— Goal —
Please rescale the items below from the line containing "the worker wearing" through the line containing "x=275, y=118", both included, writing out only those lines with the requests kept. Multiply every coordinate in the answers by 0.6 and round it to a whole number, with halves going up.

___ Dataset records ___

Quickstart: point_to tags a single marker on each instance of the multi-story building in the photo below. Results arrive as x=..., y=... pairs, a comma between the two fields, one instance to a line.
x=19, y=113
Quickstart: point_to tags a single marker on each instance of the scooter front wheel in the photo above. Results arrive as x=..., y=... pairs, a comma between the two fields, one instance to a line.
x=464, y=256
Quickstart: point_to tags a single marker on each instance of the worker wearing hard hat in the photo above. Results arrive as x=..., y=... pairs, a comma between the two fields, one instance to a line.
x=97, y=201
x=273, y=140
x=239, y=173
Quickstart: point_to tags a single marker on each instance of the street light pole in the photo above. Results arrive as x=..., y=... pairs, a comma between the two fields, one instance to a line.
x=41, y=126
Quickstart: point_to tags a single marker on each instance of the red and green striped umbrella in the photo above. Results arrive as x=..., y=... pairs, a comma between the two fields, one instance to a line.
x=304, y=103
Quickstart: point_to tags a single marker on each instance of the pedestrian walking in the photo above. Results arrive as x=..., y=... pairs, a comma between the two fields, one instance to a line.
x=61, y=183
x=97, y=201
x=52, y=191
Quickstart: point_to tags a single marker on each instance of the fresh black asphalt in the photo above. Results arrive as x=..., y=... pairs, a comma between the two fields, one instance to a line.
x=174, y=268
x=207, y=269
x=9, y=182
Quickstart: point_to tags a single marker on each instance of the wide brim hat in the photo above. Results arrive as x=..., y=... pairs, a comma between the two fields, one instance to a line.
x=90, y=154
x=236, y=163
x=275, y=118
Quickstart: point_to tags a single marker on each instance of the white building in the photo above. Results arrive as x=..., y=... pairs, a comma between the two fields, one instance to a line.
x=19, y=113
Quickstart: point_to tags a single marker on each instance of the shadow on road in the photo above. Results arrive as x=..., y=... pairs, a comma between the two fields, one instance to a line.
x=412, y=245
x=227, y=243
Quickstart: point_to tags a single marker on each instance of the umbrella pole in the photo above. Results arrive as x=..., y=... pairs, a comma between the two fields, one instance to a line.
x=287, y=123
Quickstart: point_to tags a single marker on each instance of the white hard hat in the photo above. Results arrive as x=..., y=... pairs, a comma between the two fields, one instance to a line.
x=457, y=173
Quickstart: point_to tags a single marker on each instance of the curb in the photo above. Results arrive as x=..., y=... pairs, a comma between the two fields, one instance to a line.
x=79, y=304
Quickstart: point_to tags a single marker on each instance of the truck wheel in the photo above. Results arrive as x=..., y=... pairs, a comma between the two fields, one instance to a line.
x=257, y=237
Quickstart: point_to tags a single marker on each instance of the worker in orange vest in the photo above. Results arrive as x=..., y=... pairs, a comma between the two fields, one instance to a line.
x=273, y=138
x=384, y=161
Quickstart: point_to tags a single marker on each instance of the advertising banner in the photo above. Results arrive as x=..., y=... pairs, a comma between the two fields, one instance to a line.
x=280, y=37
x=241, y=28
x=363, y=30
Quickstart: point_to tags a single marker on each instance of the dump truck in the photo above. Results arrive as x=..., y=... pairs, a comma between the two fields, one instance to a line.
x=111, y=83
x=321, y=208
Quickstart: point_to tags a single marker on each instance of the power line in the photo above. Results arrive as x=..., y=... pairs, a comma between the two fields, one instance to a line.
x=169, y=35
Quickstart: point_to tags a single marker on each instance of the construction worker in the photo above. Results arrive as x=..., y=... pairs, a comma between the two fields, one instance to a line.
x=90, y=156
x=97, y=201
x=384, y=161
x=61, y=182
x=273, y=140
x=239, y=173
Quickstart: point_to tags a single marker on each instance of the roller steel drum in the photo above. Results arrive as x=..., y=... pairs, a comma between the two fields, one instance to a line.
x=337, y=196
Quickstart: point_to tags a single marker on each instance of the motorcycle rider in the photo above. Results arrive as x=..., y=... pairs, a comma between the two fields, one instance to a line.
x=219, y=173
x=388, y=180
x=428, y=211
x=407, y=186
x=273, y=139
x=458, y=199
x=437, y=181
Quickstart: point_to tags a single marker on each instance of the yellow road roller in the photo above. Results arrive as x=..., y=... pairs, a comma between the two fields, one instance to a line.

___

— Written reply —
Quickstart: point_to tags a single marker on each instance of the worker wearing hard hat in the photo above. Results arrive as x=..., y=... pairs, a comma between the two fields, one instance to a line.
x=58, y=121
x=164, y=84
x=143, y=104
Quickstart: point_to tags a single marker on each instance of the street light pole in the photo above. Results arrive as x=..., y=... pairs, a comma between the two fields, one instance to a line.
x=25, y=76
Quickstart: point_to tags a single marker on each instance of the red and green striped umbrella in the photo above. Results arrive as x=..., y=... pairs, a comma between the two fields, one instance to a line.
x=182, y=62
Quickstart: point_to tags a single marker on each instance of the pedestrian walking in the photo above. Results arrive as x=..., y=... pairs, a comma between the two fields, one instance to a line.
x=37, y=110
x=58, y=121
x=31, y=115
Quickstart: point_to tags a single marker on each instance of the fresh black asphalt in the photo above. Results arrive as x=..., y=... pairs, a comma between the two fields, one instance to a line.
x=104, y=161
x=124, y=161
x=5, y=109
Quickstart: point_to tags a single marker on each instance of the wide brim hat in the photo above. Results arrive as x=..., y=... pairs, a comma between the two fields, one instance to a line.
x=54, y=92
x=142, y=98
x=165, y=71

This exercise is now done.